=== WORK TO BE COMPLETED ===
Please reproduce everything from the line containing "For each instance of the speckled" down to the end of the listing, replacing "toothbrush" with "brush" and leaving everything else unchanged.

[START OF DATASET]

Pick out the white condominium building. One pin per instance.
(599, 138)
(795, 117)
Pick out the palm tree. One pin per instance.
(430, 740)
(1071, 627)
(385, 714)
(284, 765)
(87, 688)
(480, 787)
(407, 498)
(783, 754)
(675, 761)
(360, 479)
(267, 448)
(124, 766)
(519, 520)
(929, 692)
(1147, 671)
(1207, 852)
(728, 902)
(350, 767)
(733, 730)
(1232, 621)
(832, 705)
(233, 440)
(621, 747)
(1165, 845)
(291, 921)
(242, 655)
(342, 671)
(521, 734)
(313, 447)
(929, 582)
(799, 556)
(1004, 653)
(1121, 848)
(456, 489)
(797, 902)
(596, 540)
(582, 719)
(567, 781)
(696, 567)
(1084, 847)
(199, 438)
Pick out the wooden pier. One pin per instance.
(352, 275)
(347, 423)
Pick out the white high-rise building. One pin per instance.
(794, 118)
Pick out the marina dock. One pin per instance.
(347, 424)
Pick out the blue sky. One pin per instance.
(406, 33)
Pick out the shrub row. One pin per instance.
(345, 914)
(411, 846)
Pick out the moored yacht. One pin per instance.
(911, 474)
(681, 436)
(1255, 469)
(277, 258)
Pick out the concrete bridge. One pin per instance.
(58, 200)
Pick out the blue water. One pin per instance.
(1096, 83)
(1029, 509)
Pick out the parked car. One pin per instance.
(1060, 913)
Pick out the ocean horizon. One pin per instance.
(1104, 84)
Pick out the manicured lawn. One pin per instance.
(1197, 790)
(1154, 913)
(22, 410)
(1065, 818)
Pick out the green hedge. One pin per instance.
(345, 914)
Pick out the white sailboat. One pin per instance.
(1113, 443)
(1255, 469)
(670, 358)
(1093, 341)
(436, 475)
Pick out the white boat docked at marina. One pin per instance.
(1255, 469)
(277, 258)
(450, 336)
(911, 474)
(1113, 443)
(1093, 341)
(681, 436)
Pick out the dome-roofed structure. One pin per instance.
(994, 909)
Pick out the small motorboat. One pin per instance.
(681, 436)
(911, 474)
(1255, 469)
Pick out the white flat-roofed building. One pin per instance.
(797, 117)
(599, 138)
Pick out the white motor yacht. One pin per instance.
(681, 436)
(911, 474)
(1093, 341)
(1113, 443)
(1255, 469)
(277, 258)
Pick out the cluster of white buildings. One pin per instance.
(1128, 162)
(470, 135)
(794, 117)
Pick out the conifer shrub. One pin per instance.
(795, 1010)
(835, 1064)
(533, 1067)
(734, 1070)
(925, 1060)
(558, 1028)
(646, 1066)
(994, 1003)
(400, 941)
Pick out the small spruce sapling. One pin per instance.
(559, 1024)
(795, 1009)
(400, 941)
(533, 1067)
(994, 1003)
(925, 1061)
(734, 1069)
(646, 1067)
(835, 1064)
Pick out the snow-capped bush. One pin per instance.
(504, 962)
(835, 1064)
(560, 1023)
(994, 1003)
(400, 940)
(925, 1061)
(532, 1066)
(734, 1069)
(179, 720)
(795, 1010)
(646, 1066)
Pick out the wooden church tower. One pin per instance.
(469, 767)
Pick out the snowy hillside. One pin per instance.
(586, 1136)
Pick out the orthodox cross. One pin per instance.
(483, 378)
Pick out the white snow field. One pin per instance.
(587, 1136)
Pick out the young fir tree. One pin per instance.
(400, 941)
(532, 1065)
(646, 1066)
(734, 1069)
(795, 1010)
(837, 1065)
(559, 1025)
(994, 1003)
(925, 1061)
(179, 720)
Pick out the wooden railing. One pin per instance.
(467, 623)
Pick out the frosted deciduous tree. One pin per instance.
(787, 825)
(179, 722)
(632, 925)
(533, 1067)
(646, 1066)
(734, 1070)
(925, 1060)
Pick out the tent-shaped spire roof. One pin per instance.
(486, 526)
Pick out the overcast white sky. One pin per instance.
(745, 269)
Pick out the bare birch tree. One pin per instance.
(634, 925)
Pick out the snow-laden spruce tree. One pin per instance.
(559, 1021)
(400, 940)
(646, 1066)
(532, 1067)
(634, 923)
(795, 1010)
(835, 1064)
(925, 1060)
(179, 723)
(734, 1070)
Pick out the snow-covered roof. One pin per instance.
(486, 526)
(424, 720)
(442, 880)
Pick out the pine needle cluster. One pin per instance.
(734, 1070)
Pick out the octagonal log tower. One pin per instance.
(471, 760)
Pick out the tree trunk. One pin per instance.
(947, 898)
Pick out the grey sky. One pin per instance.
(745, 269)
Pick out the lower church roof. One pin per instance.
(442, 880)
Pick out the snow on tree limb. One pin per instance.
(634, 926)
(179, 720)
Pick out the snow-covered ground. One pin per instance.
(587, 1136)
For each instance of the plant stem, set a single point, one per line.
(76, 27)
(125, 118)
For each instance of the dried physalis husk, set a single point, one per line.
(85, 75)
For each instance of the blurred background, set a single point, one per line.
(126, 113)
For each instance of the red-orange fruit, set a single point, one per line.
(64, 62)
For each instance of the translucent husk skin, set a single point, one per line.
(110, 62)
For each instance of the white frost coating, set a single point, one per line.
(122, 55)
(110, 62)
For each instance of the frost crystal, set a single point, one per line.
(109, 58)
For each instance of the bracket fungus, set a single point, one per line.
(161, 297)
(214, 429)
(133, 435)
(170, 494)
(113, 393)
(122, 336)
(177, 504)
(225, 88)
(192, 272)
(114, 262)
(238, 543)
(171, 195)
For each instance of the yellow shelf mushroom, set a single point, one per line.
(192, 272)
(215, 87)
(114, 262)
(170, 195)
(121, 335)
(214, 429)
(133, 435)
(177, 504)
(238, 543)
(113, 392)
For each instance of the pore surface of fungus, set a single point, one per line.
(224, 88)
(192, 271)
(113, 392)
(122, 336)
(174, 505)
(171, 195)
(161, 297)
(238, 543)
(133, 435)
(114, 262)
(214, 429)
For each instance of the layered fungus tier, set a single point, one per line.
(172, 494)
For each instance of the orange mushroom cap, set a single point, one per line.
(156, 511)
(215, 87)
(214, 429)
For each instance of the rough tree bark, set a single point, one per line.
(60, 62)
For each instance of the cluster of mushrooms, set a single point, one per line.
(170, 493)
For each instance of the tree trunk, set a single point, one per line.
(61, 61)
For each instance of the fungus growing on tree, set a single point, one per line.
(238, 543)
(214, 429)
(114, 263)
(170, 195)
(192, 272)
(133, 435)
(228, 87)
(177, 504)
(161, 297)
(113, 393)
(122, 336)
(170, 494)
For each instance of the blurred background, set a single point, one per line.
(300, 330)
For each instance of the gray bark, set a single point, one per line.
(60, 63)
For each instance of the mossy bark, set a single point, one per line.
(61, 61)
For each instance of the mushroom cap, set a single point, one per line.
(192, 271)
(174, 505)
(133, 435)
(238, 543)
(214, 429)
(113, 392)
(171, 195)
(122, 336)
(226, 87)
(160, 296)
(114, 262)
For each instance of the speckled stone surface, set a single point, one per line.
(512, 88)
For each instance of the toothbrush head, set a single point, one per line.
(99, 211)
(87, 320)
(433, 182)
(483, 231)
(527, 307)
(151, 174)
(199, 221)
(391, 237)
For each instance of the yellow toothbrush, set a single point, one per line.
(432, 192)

[END OF DATASET]

=== RESULT FOR THIS TASK ===
For each instance of the speckled stone surface, set a single point, one per line.
(512, 88)
For each instance of the brush head, set a single point, one per line.
(99, 211)
(87, 320)
(433, 182)
(483, 231)
(527, 307)
(151, 174)
(199, 221)
(391, 237)
For each instance of the yellow brush, set a single point, one per line.
(432, 192)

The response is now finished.